Determine how many lines in the entries below contain the word "hand". The reply is that number alone.

# Task material:
* * * * * * * * *

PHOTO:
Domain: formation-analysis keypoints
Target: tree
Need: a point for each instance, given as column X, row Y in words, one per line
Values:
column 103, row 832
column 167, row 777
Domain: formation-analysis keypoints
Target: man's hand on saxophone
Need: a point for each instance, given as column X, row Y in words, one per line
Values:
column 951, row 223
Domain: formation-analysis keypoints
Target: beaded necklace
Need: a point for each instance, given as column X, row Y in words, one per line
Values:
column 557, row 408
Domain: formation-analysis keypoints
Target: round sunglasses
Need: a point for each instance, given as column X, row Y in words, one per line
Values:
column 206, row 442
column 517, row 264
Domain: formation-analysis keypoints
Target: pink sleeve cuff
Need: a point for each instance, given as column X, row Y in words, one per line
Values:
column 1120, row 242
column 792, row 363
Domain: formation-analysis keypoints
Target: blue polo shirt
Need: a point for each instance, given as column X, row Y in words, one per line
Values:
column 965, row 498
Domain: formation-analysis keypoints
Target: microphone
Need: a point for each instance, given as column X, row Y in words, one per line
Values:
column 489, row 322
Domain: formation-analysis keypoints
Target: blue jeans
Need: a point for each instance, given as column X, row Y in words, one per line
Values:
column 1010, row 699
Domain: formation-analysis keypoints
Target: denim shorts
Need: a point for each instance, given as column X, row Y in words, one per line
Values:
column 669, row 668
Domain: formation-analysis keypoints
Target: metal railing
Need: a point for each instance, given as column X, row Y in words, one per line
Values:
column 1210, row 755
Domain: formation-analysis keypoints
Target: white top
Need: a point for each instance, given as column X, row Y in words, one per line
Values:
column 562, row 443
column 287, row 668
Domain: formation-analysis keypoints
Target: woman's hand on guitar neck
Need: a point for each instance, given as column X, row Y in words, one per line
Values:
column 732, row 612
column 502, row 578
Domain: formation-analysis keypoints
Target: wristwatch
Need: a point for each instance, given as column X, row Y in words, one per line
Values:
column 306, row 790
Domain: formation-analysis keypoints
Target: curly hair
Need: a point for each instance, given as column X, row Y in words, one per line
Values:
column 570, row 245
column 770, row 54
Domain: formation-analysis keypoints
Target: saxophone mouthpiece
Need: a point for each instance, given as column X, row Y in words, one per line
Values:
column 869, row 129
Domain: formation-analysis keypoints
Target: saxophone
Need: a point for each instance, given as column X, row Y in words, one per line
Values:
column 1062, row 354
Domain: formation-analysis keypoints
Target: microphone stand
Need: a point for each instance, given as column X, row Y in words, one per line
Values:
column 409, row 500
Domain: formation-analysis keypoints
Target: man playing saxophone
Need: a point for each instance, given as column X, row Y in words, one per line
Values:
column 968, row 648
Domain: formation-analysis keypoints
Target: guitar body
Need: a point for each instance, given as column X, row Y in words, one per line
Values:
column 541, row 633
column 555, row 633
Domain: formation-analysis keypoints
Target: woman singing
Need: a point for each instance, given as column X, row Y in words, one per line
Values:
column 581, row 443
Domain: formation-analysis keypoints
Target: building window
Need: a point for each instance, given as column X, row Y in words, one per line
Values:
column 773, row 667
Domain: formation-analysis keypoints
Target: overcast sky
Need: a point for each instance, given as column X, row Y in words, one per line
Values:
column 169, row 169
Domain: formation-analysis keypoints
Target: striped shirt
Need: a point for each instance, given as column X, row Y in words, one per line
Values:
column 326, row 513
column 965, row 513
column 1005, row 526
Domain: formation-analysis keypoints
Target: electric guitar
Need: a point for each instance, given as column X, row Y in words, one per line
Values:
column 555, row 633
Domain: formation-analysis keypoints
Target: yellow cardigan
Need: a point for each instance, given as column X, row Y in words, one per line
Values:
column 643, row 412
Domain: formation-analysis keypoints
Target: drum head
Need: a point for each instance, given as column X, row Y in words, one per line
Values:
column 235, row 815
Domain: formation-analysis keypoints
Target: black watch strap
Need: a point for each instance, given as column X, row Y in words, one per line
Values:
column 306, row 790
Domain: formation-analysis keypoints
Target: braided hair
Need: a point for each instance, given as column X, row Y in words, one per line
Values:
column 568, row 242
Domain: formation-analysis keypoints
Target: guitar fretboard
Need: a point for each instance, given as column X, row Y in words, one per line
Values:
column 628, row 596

* * * * * * * * *

# Response for this exercise:
2